Task list =
1. According to the text on situational judgment tests, what mean corrected predictive validity did the 2001 meta-analysis by McDaniel and colleagues show?
2. Carry on the text on situational judgment tests from its final sentence.

Page =
○ ○ ○ ○ ○

Situational judgment tests (SJTs) have been in use since the 1920. They have become increasingly popular in personnel selection during the last two decades. Several characteristics of the SJT have caused its revival.
First, the SJT has a comparably high predictive validity to the cognitive ability test. McDaniel, Morgeson, Bruhn Finnegan, Campion, and Braverman (2001) conducted a meta-analysis – a statistical integration and summary of a series of separate studies – and showed a mean corrected predictive validity of .34. Furthermore, McDaniel et al. (2007) meta-analytically showed that SJTs are able to predict job performance over and above a composite of cognitive ability tests and personality questionnaires. They therefore suggest that SJTs are capturing a unique aspect of job performance that is not captured by other more traditional constructs such as cognitive tests and personality questionnaires.
Second, SJTs have less adverse impact against ethnic minority groups than more traditionally used cognitive ability tests. Although SJTs show a wide variety in score differences between ethnic groups, in almost all cases these differences are smaller that the score differences between ethnic groups typically reported for cognitive ability tests (Sackett & Wilk, 1994). In a meta-analysis in the United States, Nguyen, McDaniel, and Whetzel (2005) showed that score differences on SJTs between Blacks and Whites were around .38 standard deviation (SD) favoring Whites. This score difference is smaller than on most cognitive ability tests.
Third, the face validity of the typical SJT, that is whether the SJT looks like it is measuring something relevant to the job, can also be an important benefit, especially for selection procedures. SJTs therefore seem to be acceptable by applicants and may even offer the benefit of providing realistic job previews, that is a realistic view of what the job will look like (Weekley & Ployhart, 2006).
Finally, new technology has made the development of SJTs based on video material possible. A video-based SJT appears to have several advantages compared to the paper-and-pencil SJT, such as a higher validity in predicting job performance (Lievens & Sackett, 2006), less adverse impact, and a higher realism of the test leading to more reliable reactions by applicants (Chan & Schmitt, 1997; Richman-Hirsch, Olson-Buchanan, & Drasgow, 2000).
Even though SJTs have a series of advantages, important questions still persist. A critical issue is the fact that it sometimes is unclear which underlying constructs SJTs are actually measuring, if any at all, and the difficulty of developing a SJT to measure one specific construct.
In the research literature, a substantial debate exists concerning what SJTs actually measure. Broadly, two movements can be distinguished. On the one hand, there is the viewpoint that there is one single construct, namely job knowledge, which is measured by situational judgment tests (Schmidt & Hunter, 1993). On the other hand, there is a group of researchers who argue that SJTs are nothing else but measurement methods (Chan & Schmitt, 1997; McDaniel et al., 2001; McDaniel & Nguyen, 2001; McDaniel & Whetzel, 2005; Weekley & Jones, 1999). This latter view implies that, similar to other measurement methods such as the employment interview, SJTs can be built to measure any of a variety of constructs. For example, to assess conscientiousness, one could build a SJT where conscientiousness is the major determinant of individual differences in item responding. Yet, these researchers also argue that there are limits to what constructs a SJT can or cannot measure. Summarizing the empirical literature, McDaniel and Nguyen (2001) and McDaniel et al. (2001) showed that SJTs are not unidimensional construct tests, but should be considered as a measurement method capable of measuring a series of constructs. According to these authors, empirical evidence indicates that the constructs measured by SJTs can be one of the following: cognitive ability or g, conscientiousness, agreeableness, and emotional stability. However, other researchers (e.g., Becker, 2005; De Meijer, Born, Van Zielst & Van der Molen, in press) recently have argued that SJTs can also be built to measure other constructs, for instance integrity.

○ ○ ○ ○ ○

[Location identification entries]
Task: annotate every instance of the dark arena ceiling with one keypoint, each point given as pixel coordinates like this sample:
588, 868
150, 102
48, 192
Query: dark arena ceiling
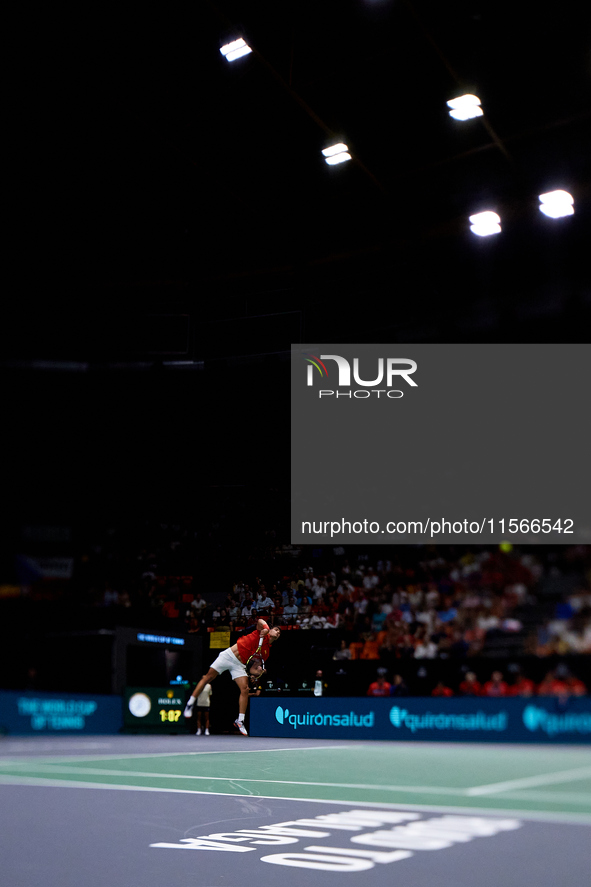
175, 211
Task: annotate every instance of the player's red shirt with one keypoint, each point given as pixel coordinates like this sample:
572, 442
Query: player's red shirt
248, 644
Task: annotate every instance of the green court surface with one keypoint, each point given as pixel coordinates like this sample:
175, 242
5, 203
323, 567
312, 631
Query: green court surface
540, 781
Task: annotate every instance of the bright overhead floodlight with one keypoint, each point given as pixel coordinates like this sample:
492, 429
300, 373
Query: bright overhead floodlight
556, 204
336, 154
465, 107
485, 223
235, 50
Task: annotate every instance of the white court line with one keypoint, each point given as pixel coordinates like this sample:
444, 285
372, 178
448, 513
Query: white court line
48, 746
533, 815
530, 781
96, 771
168, 754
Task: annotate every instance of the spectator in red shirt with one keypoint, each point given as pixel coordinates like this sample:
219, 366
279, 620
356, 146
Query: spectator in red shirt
442, 690
561, 683
521, 686
381, 687
496, 686
470, 686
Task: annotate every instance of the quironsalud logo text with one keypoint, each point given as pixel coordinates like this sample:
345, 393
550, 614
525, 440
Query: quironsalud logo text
478, 720
554, 723
308, 719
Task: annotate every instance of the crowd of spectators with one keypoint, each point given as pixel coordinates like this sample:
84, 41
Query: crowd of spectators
403, 603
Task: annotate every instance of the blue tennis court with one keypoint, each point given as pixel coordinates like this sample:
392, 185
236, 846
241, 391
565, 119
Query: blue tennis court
117, 811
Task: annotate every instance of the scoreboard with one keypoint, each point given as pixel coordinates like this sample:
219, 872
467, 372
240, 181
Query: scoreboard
155, 709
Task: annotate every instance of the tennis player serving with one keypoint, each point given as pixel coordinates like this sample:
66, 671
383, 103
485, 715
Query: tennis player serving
245, 661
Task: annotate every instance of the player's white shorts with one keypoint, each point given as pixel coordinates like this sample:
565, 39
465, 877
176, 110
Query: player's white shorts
227, 661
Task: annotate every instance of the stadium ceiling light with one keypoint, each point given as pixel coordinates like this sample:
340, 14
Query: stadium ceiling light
556, 204
465, 107
336, 154
485, 223
235, 50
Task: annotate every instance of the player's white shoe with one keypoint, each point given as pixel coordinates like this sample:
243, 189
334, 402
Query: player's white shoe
189, 707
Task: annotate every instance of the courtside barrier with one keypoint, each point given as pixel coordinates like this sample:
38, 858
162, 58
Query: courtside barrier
467, 719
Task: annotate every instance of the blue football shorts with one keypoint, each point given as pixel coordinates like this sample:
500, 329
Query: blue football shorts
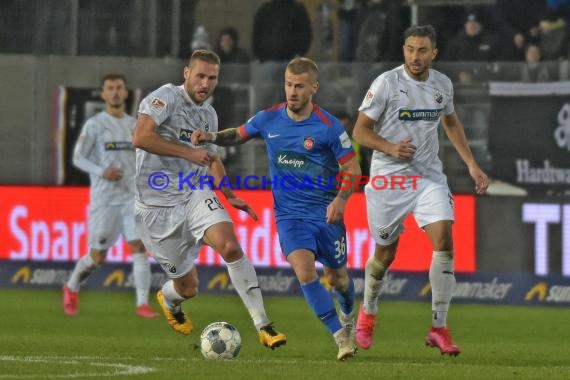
326, 241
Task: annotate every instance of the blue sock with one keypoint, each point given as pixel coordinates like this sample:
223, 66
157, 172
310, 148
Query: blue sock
346, 299
322, 304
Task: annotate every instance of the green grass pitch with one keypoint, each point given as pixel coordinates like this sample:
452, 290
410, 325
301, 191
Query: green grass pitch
107, 341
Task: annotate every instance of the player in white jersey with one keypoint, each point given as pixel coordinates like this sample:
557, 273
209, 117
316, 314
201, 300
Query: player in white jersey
175, 214
398, 118
104, 150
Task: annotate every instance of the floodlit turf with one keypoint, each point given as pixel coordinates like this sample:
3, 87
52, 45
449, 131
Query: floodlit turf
107, 341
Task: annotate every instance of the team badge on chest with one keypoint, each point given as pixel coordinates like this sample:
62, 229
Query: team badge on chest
309, 143
438, 96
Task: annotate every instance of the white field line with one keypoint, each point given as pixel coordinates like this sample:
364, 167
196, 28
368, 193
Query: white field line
115, 369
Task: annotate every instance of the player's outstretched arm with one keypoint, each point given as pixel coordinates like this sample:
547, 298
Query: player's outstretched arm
456, 134
227, 137
218, 171
352, 173
364, 135
146, 138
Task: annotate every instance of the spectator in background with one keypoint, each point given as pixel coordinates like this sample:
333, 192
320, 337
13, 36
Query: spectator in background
363, 154
380, 32
550, 33
200, 39
534, 70
228, 49
281, 30
348, 12
472, 44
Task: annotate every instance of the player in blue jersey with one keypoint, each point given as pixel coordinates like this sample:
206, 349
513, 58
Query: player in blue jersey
305, 146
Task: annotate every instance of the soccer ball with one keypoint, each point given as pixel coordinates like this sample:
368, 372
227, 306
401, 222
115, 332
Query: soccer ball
220, 340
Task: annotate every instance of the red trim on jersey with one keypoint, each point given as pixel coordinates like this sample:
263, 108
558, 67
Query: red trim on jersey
275, 107
242, 132
344, 159
321, 115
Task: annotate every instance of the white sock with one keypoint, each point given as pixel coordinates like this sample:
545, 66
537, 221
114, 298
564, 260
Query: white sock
82, 270
244, 279
374, 272
142, 277
172, 299
442, 279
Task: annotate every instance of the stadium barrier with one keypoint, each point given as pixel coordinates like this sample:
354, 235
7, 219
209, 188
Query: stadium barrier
497, 289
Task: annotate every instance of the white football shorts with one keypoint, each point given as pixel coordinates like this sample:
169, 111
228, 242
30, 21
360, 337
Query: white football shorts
173, 235
107, 222
386, 209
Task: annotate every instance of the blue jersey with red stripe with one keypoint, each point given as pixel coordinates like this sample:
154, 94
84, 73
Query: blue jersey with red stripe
304, 159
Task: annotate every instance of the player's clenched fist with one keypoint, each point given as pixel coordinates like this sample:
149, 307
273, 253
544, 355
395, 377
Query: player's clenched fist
200, 136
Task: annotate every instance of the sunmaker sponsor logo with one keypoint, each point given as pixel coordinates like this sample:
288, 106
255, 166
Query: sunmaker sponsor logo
413, 115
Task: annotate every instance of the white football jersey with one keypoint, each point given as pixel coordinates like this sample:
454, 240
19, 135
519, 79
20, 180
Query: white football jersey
106, 141
406, 108
177, 116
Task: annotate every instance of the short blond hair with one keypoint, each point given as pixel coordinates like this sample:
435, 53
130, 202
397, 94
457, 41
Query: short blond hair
204, 55
302, 65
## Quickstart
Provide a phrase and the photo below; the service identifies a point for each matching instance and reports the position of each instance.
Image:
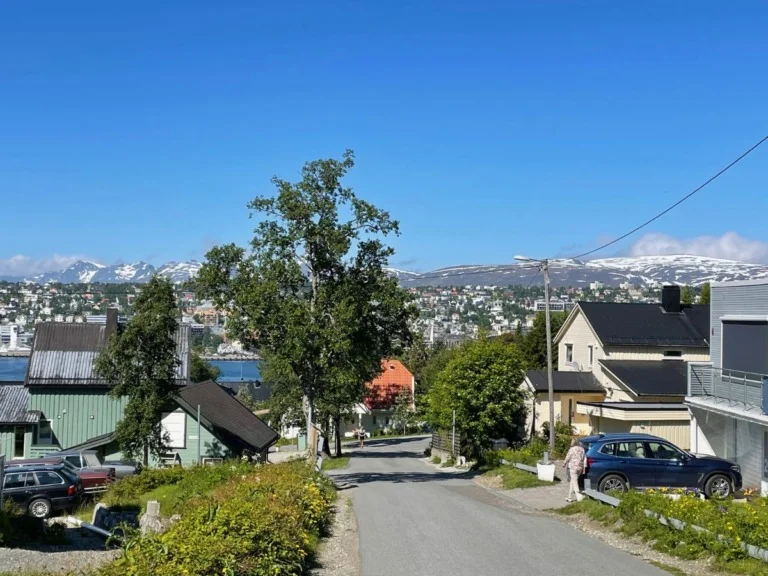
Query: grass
(336, 463)
(512, 478)
(668, 568)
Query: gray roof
(63, 354)
(566, 381)
(14, 399)
(229, 418)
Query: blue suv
(616, 462)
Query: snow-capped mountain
(86, 272)
(641, 271)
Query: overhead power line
(676, 204)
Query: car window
(48, 478)
(630, 450)
(607, 449)
(663, 451)
(74, 460)
(18, 480)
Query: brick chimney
(111, 321)
(670, 299)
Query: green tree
(140, 363)
(404, 411)
(534, 345)
(313, 291)
(686, 295)
(706, 294)
(200, 370)
(482, 383)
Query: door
(18, 486)
(18, 442)
(674, 469)
(635, 463)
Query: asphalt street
(415, 520)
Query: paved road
(418, 521)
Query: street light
(543, 265)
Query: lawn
(512, 478)
(336, 463)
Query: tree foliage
(706, 294)
(686, 295)
(534, 344)
(482, 383)
(200, 370)
(313, 291)
(140, 363)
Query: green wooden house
(68, 405)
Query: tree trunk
(337, 435)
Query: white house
(638, 353)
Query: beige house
(639, 354)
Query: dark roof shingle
(630, 324)
(14, 399)
(564, 381)
(651, 377)
(228, 416)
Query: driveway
(417, 521)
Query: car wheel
(39, 508)
(718, 486)
(613, 483)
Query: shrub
(264, 523)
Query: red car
(93, 481)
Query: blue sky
(487, 128)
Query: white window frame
(175, 425)
(568, 348)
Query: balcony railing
(735, 386)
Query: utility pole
(551, 388)
(543, 266)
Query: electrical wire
(675, 205)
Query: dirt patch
(339, 553)
(636, 546)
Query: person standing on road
(361, 434)
(574, 466)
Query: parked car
(94, 481)
(42, 489)
(616, 462)
(89, 460)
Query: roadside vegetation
(262, 521)
(736, 523)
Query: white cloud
(730, 246)
(21, 265)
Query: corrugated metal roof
(65, 356)
(14, 399)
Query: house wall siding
(77, 415)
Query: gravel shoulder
(339, 553)
(84, 553)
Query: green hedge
(264, 522)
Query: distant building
(554, 305)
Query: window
(18, 480)
(74, 460)
(608, 449)
(48, 478)
(665, 451)
(44, 432)
(630, 450)
(745, 346)
(18, 442)
(175, 426)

○ ○ ○ ○ ○

Responses in order =
1. .34

2.
In the following, we will first describe the characteristics of SJTs in general, followed by a comparison of the SJT to other types of assessment. Then, how to develop a SJT is discussed. Finally, the newest type of SJT is introduced.
SJTs typically consist of hypothetical scenarios describing a work situation in which a problem has arisen. An example is a conflict between two employees at work. The work situation may be a possible actual situation on the target job or a situation constructed in such a manner that it is psychologically identical to an actual work situation (Chan & Schmitt, 1997). Work situations within the test are usually developed on the basis of a critical-incident analysis involving subject matter experts (SMEs). In case of developing a SJT aimed to measure one specific construct only, SMEs are asked for critical incidents in terms of this specific construct, for instance integrity, instead of the more general work context.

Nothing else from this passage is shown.